Collected data
BEGIN

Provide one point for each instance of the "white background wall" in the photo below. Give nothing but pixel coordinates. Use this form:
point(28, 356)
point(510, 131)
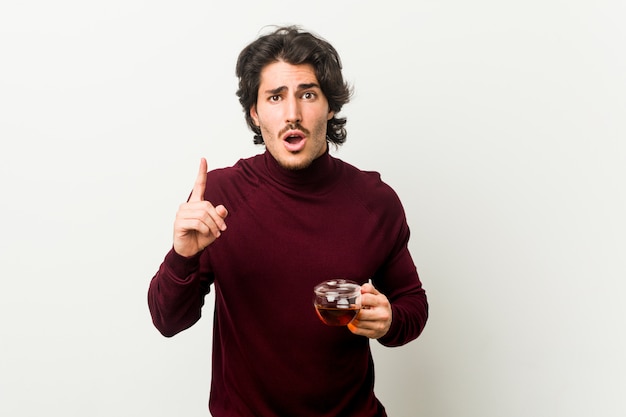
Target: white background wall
point(501, 125)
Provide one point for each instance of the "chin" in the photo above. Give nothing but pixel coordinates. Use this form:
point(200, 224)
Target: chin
point(294, 163)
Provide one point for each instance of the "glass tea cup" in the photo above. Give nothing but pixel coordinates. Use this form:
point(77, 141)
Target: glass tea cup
point(337, 301)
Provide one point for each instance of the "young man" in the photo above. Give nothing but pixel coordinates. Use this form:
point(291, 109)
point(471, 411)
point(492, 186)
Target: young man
point(265, 231)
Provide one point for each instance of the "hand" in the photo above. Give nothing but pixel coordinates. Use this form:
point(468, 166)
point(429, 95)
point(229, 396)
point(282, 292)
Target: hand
point(198, 223)
point(374, 319)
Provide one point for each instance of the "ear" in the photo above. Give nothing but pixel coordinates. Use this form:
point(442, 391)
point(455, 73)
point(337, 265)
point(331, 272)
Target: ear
point(254, 115)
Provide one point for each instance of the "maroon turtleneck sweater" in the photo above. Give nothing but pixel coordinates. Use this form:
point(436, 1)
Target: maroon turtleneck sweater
point(287, 231)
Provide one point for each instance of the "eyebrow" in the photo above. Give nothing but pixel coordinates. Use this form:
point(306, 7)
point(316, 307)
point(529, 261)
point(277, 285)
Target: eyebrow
point(280, 89)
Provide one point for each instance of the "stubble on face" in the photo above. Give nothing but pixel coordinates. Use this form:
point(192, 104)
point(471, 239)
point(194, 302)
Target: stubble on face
point(292, 109)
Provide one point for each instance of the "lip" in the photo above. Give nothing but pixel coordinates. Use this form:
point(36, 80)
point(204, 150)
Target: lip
point(294, 140)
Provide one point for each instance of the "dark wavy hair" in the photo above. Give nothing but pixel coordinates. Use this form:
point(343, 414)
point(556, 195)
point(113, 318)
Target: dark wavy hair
point(294, 46)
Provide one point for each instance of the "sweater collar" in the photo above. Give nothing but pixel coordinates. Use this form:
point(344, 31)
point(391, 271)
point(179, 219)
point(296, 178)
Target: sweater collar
point(316, 176)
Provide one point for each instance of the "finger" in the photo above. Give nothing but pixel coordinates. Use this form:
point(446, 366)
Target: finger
point(198, 189)
point(368, 288)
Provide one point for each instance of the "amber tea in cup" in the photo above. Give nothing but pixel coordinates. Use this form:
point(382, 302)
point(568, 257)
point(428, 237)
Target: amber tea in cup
point(337, 301)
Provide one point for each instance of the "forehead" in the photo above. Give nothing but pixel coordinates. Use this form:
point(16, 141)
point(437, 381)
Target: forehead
point(280, 73)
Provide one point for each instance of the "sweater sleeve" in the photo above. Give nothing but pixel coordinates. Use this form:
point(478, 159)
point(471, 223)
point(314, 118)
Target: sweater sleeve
point(176, 293)
point(399, 281)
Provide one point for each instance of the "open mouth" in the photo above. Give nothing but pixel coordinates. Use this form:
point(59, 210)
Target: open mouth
point(294, 140)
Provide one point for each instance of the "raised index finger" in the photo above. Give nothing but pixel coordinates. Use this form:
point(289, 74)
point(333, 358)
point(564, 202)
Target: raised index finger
point(197, 194)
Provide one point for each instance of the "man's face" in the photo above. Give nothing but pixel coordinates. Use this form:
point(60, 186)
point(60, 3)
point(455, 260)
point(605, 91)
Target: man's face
point(292, 113)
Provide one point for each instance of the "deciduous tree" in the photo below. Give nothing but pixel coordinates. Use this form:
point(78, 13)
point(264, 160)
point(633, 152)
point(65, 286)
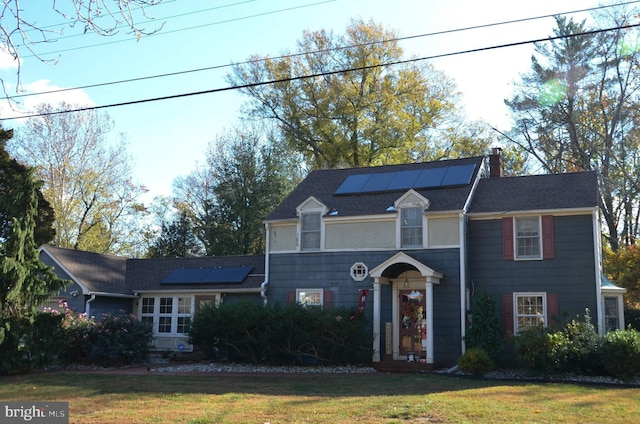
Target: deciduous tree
point(25, 282)
point(245, 176)
point(577, 109)
point(347, 100)
point(87, 181)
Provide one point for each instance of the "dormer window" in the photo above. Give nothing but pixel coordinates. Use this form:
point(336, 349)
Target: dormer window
point(411, 227)
point(310, 226)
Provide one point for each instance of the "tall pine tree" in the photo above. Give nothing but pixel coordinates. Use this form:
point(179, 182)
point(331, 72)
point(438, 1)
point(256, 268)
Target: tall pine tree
point(25, 282)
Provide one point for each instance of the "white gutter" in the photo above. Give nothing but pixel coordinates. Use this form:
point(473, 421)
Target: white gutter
point(597, 247)
point(87, 307)
point(265, 283)
point(462, 218)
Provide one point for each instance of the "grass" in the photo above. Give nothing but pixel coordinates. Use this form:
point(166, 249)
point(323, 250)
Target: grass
point(367, 398)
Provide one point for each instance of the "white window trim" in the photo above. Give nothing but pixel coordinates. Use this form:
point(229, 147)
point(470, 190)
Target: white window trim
point(516, 330)
point(317, 291)
point(359, 271)
point(620, 305)
point(300, 232)
point(515, 239)
point(402, 203)
point(422, 226)
point(174, 314)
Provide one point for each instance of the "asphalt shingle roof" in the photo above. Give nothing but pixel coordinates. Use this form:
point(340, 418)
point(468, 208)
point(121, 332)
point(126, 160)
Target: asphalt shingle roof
point(120, 275)
point(147, 274)
point(99, 273)
point(536, 192)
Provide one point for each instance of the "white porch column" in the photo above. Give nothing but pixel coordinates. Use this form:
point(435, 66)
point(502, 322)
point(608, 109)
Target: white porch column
point(429, 305)
point(376, 320)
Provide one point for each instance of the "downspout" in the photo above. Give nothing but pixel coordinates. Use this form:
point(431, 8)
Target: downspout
point(463, 279)
point(87, 307)
point(265, 284)
point(462, 221)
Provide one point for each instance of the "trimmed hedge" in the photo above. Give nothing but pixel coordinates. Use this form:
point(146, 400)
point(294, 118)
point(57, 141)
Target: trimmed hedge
point(289, 334)
point(579, 349)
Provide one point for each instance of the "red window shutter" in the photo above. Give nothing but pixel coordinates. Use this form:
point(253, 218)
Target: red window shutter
point(327, 298)
point(548, 250)
point(507, 239)
point(553, 316)
point(291, 297)
point(507, 314)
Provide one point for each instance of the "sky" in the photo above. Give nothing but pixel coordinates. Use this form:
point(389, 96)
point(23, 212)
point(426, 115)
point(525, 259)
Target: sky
point(167, 138)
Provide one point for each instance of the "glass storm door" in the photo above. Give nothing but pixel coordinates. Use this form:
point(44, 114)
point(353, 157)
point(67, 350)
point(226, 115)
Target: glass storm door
point(412, 312)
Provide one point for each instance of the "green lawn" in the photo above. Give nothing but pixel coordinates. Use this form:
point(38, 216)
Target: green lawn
point(369, 398)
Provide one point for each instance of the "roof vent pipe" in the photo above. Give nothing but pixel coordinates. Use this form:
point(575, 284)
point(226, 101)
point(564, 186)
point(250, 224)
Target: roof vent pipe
point(496, 165)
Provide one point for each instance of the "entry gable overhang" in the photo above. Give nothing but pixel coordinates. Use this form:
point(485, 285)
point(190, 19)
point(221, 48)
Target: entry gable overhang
point(412, 198)
point(429, 274)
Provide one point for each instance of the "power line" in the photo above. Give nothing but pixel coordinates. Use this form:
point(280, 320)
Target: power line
point(271, 12)
point(336, 72)
point(166, 18)
point(210, 68)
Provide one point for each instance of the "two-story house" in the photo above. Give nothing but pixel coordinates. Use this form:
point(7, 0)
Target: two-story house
point(419, 240)
point(409, 244)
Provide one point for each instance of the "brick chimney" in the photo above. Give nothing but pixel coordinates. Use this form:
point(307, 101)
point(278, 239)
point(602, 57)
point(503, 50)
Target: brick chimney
point(496, 166)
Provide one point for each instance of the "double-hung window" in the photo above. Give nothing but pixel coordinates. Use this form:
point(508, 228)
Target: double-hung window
point(309, 297)
point(165, 315)
point(184, 315)
point(528, 240)
point(530, 311)
point(411, 227)
point(611, 313)
point(310, 229)
point(147, 311)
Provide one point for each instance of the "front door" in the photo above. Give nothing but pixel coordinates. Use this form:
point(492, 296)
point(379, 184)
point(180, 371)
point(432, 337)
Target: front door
point(412, 313)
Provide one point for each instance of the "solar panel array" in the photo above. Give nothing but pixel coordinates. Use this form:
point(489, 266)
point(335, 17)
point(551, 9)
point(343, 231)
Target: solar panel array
point(217, 275)
point(445, 176)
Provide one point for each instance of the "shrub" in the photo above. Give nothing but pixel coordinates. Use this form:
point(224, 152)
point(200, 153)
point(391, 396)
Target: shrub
point(289, 334)
point(632, 318)
point(484, 332)
point(533, 348)
point(116, 340)
point(580, 353)
point(476, 361)
point(621, 353)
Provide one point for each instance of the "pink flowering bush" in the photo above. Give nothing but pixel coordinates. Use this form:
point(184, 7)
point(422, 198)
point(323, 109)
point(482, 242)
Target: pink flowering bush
point(115, 340)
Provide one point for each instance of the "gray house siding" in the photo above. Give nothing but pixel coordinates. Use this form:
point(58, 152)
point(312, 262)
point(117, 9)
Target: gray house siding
point(331, 271)
point(571, 273)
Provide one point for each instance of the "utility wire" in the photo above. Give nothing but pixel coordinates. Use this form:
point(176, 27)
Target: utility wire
point(289, 56)
point(308, 76)
point(226, 21)
point(164, 19)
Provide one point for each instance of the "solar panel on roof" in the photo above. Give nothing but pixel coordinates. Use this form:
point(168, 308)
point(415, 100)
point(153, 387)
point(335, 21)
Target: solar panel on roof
point(444, 176)
point(457, 175)
point(217, 275)
point(430, 178)
point(352, 184)
point(377, 182)
point(404, 180)
point(185, 275)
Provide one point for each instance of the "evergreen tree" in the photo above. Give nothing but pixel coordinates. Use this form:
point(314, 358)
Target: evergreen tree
point(25, 282)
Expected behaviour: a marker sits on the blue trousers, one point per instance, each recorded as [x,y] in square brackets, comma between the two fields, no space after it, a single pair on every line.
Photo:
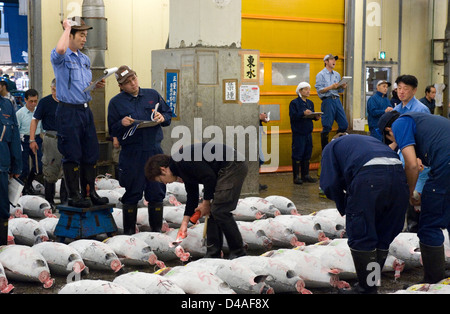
[435,213]
[333,111]
[132,162]
[376,205]
[4,200]
[301,147]
[77,136]
[27,153]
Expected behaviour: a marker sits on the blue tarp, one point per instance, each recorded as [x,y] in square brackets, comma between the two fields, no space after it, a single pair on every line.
[17,28]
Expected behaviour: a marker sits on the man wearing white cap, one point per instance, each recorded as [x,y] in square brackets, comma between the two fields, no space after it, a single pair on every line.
[301,112]
[378,105]
[328,88]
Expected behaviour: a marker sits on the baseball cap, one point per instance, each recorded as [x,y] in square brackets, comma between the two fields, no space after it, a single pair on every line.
[301,86]
[386,121]
[123,73]
[79,24]
[384,82]
[330,56]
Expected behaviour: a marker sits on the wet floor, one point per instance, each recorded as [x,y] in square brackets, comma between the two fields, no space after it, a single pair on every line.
[307,200]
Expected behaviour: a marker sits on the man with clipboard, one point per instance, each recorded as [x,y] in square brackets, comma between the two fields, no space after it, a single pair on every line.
[328,86]
[136,117]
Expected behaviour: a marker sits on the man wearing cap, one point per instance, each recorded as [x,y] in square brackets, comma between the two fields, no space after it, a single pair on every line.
[77,136]
[328,88]
[406,90]
[367,181]
[138,145]
[300,112]
[377,105]
[426,137]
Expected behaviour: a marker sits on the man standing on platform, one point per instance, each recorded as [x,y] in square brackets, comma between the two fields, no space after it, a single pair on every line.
[328,88]
[77,136]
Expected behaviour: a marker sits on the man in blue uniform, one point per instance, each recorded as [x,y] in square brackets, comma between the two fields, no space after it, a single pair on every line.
[77,136]
[24,118]
[378,105]
[300,111]
[427,137]
[328,88]
[138,145]
[10,161]
[51,157]
[222,171]
[367,181]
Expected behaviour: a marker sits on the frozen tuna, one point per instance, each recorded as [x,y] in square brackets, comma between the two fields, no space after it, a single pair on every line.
[280,277]
[133,251]
[93,287]
[246,212]
[240,277]
[35,206]
[97,255]
[309,268]
[5,287]
[22,263]
[196,281]
[61,258]
[304,227]
[254,237]
[145,283]
[263,206]
[27,231]
[161,245]
[278,233]
[49,225]
[283,204]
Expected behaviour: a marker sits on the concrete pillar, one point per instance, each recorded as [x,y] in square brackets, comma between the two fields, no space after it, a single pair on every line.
[204,54]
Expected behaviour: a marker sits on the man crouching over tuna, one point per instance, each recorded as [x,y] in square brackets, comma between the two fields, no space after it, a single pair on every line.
[222,171]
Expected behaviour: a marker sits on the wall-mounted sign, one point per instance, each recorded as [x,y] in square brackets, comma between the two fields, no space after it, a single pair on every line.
[172,92]
[249,94]
[230,91]
[250,66]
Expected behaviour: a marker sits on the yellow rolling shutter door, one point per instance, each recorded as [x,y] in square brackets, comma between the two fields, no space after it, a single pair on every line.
[293,36]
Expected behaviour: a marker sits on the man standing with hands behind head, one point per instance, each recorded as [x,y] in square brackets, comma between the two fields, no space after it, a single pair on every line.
[138,145]
[77,136]
[327,85]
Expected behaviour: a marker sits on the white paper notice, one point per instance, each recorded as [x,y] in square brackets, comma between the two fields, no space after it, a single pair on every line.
[249,94]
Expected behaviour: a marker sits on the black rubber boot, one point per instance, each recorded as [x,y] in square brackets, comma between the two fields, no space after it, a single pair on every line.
[129,215]
[305,173]
[4,231]
[433,260]
[50,193]
[296,172]
[214,239]
[63,192]
[88,173]
[155,216]
[324,140]
[72,179]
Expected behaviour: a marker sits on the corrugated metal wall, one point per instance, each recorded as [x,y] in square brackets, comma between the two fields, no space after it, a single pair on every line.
[293,34]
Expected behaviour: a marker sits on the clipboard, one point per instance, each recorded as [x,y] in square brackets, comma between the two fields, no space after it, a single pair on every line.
[345,80]
[15,188]
[314,115]
[107,73]
[141,124]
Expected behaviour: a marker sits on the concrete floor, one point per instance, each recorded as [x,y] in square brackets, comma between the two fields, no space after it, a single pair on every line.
[307,200]
[305,197]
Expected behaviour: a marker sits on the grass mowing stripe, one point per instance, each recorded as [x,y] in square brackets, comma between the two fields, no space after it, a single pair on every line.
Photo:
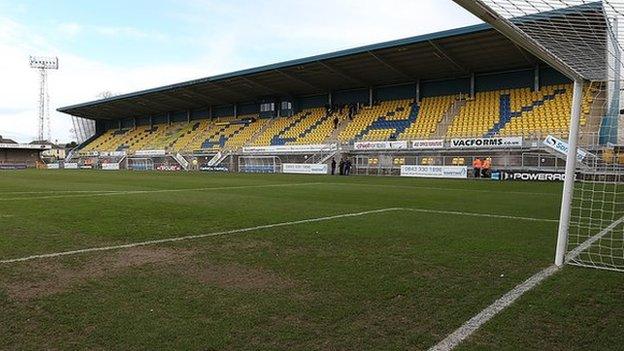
[445,189]
[266,226]
[474,323]
[156,191]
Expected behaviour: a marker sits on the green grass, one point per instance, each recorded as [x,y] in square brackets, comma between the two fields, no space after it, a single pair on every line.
[393,280]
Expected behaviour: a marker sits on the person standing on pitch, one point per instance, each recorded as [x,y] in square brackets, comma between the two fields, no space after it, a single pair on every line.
[485,168]
[476,166]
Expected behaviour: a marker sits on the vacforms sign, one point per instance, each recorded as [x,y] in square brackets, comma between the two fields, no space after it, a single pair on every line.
[486,143]
[380,145]
[304,168]
[459,172]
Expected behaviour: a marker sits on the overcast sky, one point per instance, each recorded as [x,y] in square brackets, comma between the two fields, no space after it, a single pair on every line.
[124,46]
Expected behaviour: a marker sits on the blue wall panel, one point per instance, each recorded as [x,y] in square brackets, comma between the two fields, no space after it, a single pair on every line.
[310,102]
[200,114]
[179,116]
[445,87]
[248,109]
[350,96]
[509,80]
[550,76]
[398,92]
[223,111]
[159,119]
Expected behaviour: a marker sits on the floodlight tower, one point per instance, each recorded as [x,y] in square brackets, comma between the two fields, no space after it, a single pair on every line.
[43,64]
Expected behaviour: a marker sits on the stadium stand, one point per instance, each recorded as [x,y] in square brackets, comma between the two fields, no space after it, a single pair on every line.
[508,95]
[518,112]
[432,111]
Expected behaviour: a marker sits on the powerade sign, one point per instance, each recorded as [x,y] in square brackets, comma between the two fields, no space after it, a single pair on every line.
[486,143]
[529,176]
[563,147]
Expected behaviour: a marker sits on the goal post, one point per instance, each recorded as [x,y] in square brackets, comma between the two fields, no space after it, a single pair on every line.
[581,40]
[570,174]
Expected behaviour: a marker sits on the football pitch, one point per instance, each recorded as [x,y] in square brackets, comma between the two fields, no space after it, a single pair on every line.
[129,260]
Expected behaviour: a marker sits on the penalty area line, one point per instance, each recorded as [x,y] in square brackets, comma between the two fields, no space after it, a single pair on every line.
[474,323]
[154,191]
[260,227]
[194,237]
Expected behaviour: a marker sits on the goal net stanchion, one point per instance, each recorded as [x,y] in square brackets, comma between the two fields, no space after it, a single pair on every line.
[580,39]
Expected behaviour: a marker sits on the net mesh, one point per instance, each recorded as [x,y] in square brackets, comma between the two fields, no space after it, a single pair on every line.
[584,38]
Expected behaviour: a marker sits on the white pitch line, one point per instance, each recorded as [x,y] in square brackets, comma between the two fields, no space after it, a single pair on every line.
[587,243]
[55,192]
[193,237]
[474,323]
[476,214]
[133,192]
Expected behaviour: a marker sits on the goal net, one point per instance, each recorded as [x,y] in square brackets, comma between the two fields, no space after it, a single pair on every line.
[582,40]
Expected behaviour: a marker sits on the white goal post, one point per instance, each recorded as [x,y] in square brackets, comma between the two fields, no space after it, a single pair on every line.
[581,39]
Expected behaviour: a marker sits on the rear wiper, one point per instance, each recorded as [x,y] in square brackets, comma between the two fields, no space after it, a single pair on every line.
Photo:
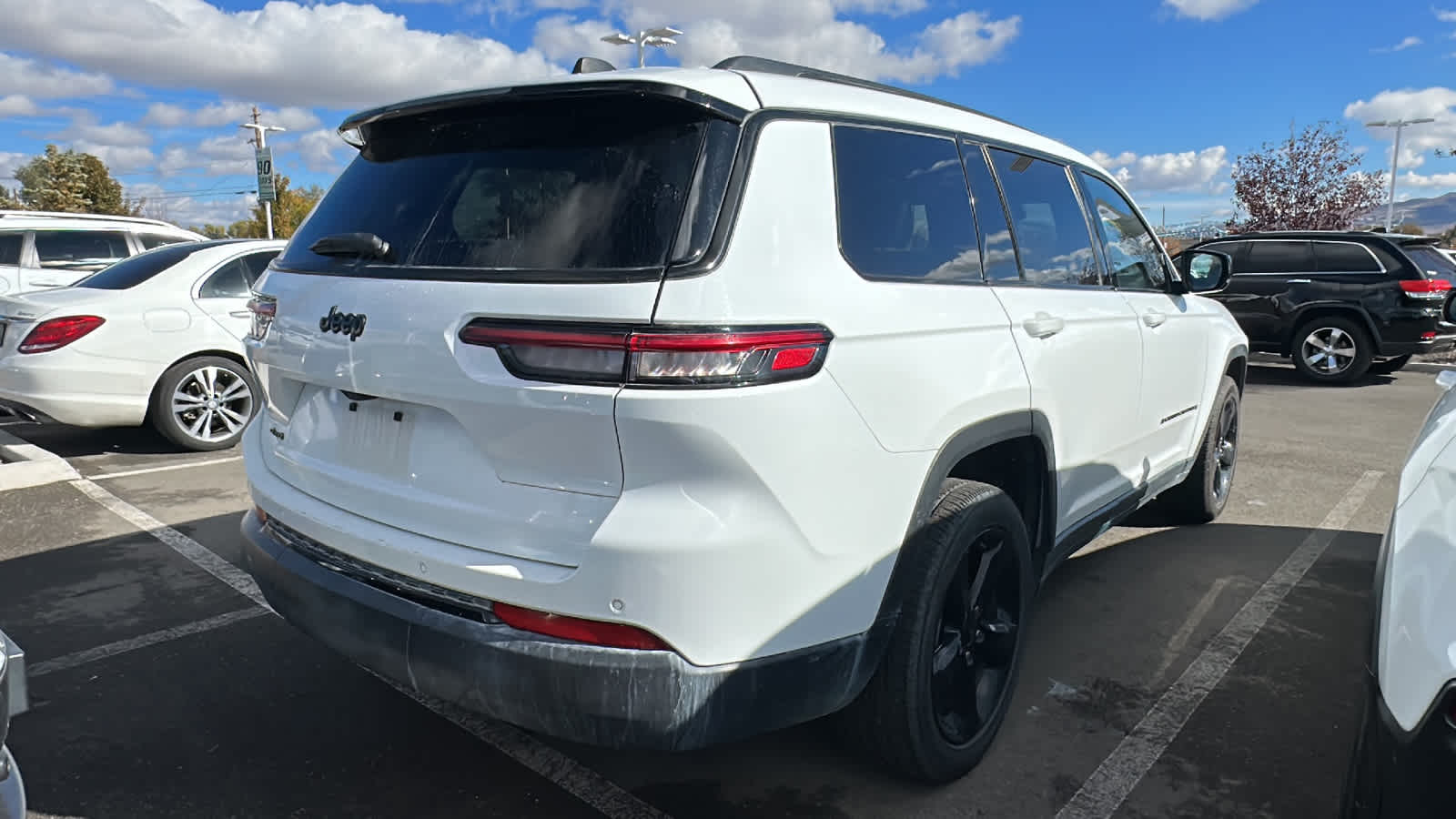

END

### [Task to complete]
The required output is the stretch of entries above from the line containing "point(525, 259)" through the line containing "point(485, 285)", reproduced exactly.

### [Reply to the task]
point(525, 259)
Target: sky
point(167, 138)
Provide one point for each instance of the "glass storm door" in the photo above. Give nothing but pixel coordinates. Use this form:
point(44, 114)
point(353, 157)
point(67, 350)
point(226, 115)
Target: glass storm door
point(412, 312)
Provide one point for each instance of the "green lawn" in the photo above. Give nothing but pixel coordinates. Use this form:
point(38, 216)
Target: green lawn
point(369, 398)
Provide one point for each instance of the "roof vent pipe" in the photo above. Give nothing but pixel coordinates. Use this form:
point(575, 284)
point(226, 101)
point(564, 186)
point(250, 224)
Target: roof vent pipe
point(496, 165)
Provide one point for each instance of the "entry gable overhang" in the photo above. Give nothing but pixel coordinates. Use this form:
point(485, 285)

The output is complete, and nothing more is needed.